Can't use apes that weren't human lineage. Only one species was. No modern ape or monkey had anything to do with human evolution.
 
Your graphic (Pearson) is incorrect. Man and apes do not share a primate ancestor. Our nearest common ancestor was not a primate (or just barely, a pre prosimian).

There is no reason to question, that it was indeed a primate. Whether it was Ardipithecus or Sahelanthropus or Dryopithecus or whatever fossil ape is what can be debated.
 
There is no reason to question, that it was indeed a primate. Whether it was Ardipithecus or Sahelanthropus or Dryopithecus or whatever fossil ape is in the wind.

The Pearson graphic is very wrong.
 
Those are the ones attributed to the human lineage. Our ancestors must have lived, 'cause we're here.

One cannot look to modern apes, or any of their ancestors (past lemur, when lemur was the most advanced species on Earth), for anthropology. No ape, except us, has anything to do with humans post lemur evolutionary split.
 
My point being no ape was an ancestor of man, so we can't use apes to tell our ancestry. That's why paleo-anthropologists object to using apes; they're a proxy.

Your graphic (Pearson) is incorrect. Man and apes do not share a primate ancestor. Our nearest common ancestor was not a primate (or just barely, a pre prosimian).

Really? That’s not what I remember from my evolutionary biology course. Granted, that was well over 20 years ago. Have there been new discoveries or am I misremembering?

— Using the information —
A. Decide whether each statement agrees with the forum exchange on human and ape ancestry, giving yes or no and the deciding words of that exchange: (i) it says no modern ape or monkey had anything to do with human evolution; (ii) it calls the Pearson graphic correct; (iii) the last writer took an evolutionary biology course less than ten years ago.
B. Write the next part of the forum exchange on human and ape ancestry, picking up after its final line.
Nothing here depends on the saved entries.

Saved entries

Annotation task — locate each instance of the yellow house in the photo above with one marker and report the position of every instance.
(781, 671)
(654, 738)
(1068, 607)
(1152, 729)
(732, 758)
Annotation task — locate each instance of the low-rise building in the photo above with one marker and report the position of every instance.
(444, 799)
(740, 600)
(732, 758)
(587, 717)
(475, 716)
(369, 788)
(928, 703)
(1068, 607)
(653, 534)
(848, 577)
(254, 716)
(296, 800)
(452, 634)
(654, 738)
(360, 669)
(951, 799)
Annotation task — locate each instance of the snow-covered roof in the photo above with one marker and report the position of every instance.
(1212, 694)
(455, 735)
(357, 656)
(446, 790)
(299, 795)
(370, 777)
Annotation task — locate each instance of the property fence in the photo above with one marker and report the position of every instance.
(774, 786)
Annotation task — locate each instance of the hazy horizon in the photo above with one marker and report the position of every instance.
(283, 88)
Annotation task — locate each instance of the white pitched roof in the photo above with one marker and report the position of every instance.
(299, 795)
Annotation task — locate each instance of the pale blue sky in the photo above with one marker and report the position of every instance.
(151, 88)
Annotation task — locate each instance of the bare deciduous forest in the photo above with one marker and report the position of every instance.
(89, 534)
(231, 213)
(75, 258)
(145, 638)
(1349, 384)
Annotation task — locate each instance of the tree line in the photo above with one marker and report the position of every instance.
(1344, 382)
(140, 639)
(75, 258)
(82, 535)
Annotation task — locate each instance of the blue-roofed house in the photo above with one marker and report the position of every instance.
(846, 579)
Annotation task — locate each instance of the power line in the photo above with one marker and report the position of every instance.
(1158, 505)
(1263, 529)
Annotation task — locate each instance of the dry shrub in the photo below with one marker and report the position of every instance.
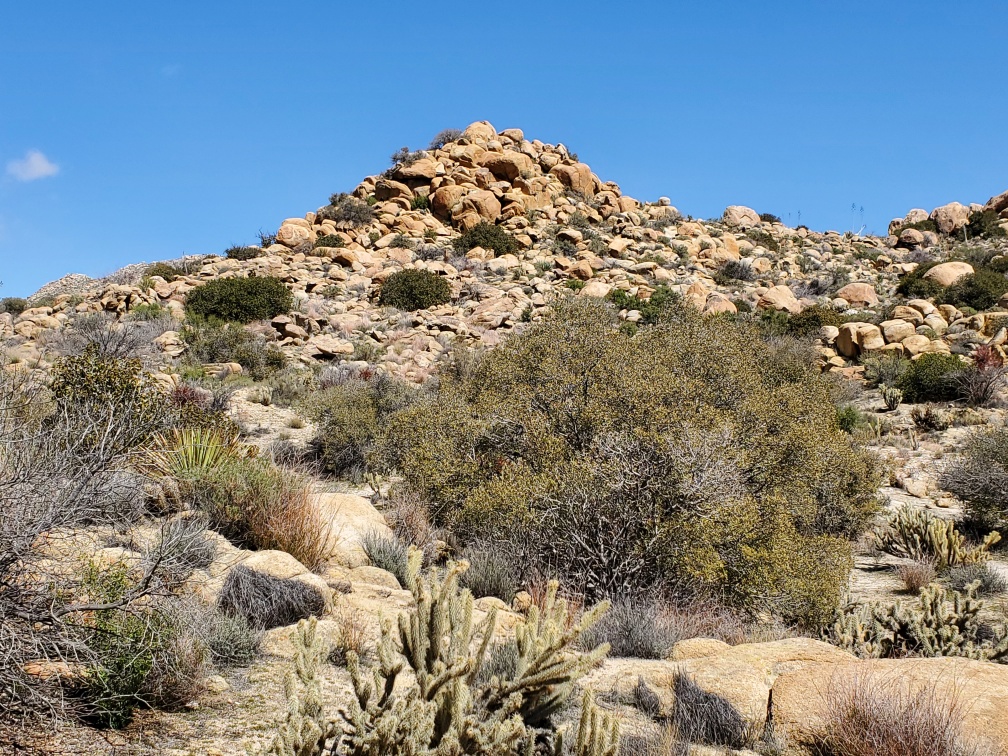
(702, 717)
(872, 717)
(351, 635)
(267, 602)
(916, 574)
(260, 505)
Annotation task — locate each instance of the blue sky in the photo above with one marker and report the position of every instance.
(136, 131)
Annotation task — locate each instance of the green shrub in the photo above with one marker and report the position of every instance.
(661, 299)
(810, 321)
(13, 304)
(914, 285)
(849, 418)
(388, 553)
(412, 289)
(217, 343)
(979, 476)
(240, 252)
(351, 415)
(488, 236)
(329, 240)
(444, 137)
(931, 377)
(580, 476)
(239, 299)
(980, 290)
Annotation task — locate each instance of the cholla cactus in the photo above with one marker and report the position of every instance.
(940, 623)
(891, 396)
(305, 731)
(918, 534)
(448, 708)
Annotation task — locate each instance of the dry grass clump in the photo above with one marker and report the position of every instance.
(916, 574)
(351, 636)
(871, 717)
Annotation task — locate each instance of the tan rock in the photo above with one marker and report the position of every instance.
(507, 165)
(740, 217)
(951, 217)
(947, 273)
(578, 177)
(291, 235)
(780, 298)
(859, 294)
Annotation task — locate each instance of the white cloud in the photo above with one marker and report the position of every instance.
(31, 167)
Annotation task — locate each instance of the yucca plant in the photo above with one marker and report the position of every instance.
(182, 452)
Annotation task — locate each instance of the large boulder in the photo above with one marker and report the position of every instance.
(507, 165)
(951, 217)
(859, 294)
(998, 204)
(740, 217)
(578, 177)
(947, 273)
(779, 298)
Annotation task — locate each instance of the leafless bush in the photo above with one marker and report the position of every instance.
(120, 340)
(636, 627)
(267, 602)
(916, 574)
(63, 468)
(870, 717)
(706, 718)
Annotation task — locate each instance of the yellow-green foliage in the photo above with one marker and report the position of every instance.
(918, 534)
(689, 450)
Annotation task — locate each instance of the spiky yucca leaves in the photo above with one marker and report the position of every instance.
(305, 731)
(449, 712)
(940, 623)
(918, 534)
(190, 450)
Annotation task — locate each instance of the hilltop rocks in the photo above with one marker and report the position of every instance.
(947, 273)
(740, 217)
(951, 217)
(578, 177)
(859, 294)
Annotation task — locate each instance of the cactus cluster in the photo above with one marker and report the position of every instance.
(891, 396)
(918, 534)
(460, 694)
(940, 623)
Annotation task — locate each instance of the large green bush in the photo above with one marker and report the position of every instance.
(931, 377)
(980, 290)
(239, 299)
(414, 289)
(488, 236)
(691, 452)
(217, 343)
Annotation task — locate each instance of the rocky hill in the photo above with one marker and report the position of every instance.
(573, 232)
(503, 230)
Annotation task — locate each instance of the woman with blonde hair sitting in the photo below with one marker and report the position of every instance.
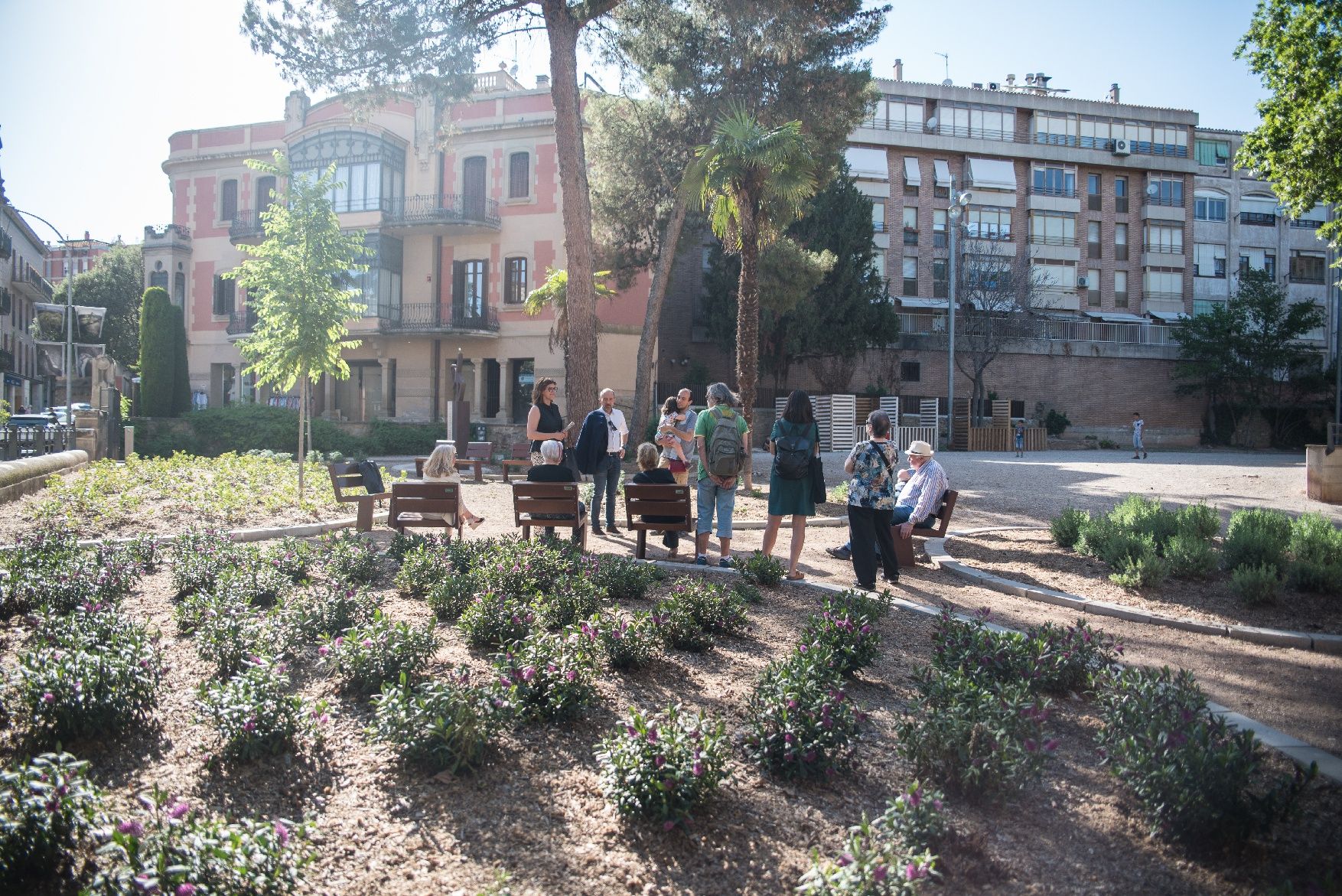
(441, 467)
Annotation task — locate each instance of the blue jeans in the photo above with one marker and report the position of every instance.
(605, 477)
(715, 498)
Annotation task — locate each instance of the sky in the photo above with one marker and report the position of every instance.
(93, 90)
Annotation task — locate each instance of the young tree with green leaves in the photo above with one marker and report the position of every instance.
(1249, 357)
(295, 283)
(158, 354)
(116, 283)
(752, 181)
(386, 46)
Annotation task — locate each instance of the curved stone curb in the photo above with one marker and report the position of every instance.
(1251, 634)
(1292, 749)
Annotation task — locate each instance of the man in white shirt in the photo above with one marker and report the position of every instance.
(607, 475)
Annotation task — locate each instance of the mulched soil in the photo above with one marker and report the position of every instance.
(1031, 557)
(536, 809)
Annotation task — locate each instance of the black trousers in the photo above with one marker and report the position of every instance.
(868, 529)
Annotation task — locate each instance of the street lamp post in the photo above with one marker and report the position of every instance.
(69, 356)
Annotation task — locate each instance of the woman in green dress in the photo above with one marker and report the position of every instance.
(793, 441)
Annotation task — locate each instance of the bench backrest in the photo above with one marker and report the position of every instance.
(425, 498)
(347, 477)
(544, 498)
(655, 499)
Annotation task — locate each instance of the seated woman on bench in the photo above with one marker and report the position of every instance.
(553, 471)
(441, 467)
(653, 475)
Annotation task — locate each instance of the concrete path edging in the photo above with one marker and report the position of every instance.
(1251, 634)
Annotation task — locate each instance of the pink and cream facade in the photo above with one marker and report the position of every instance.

— Answers for the tasks —
A.
(i) Yes: "No modern ape or monkey had anything to do with human evolution."
(ii) No: "The Pearson graphic is very wrong."
(iii) No: "Granted, that was well over 20 years ago."

B.
 
Really? That’s not what I remember from my evolutionary biology course. Granted, that was well over 20 years ago. Have there been new discoveries or am I misremembering?

It has been moved back periodically. Most recently, perhaps 6 years ago, it was pushed back a bit more, to a pre lemur, not quite a prosimian iirc. It's not really a lemur. That's the closest thing existing to point at and say "that's where primates started".

A member here took the news to mean evolution happened in reverse. Humans, then apes, then lemurs... then presumably fish.
 
One cannot look to modern apes, or any of their ancestors (past lemur, when lemur was the most advanced species on Earth), for anthropology. No ape, except us, has anything to do with humans post lemur evolutionary split.

Are you basing that on anything other than wishful thinking? The family relations between the various primates including us was originally based chiefly on the skeletal similarities, being more or less derived of each other, and most of those conclusions from the 19th century and onward have in recent decades been confirmed genetically. Which is also the case for the family relations throughout the rest of the tree of life.
 
Are you basing that on anything other than wishful thinking?

Look at the graphic you posted in post 14.

Humans should be separate from apes, not "and". Humans should be 7. The graphic is misleading with the "and". It's separate lineage.
 
It has been moved back periodically. Most recently, perhaps 6 years ago, it was pushed back a bit more, to a pre lemur, not quite a prosimian iirc. It's not really a lemur. That's the closest thing existing to point at and say "that's where primates started".

A member here took the news to mean evolution happened in reverse. Humans, then apes, then lemurs... then presumably fish.

Yeah, but that debate doesn't change the family relations between humans and other apes. The other apes have the same common ancestors with lemurs 60 or so million years ago.
 
Yeah, but that debate doesn't change the family relations between humans and other apes. The other apes have the same common ancestors with lemurs 60 or so million years ago.

There is no relation after 60 or so million years ago. They're not us. They never were. We can't use their behavior or paleontology as a proxy for ours.